Es un futuro posible, sin duda (García Moriyón, 2017). Quizá los
dos rasgos notables es que son optimistas (al menos parcialmente) y
se centran en la tecnología como el gran remedio. Y por descontado
no cuestionan el crecimiento entendido al modo neoliberal, como
objetivo permanente.
Hay
una vía intermedia que la ha puesto en valor Ocasio Cortés-Valdez,
el llamado Nuevo Pacto Verde, una reelaboración actualizada del New
Deal de Roosevelt, siendo en este caso una propuesta que pretende
lanzar un nuevo pacto social, movilizando una cantidad ingente de
recursos, que de hecho existe, para lograr afrontar la crisis que se
avecina, e incluso revertirla (Heron,2019). Rifkin también habló en
su día de un pacto verde, vinculado al concepto de desarrollo
sostenible y más adelante a la teoría de la economía de coste
marginal cero y enfoque solidario y colaborativo (Rifkin, 2014).

· · ·

* **Tarea propuesta**: Enumera todas las referencias entre paréntesis que la lectura sobre el Nuevo Pacto Verde cita con autor y año.

* **Datos proporcionados**:
· · ·

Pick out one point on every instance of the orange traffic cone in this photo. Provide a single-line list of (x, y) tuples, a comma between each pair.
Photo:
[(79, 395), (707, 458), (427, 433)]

· · ·

* **Resultado del ejercicio**: García Moriyón (2017); Heron (2019); Rifkin (2014).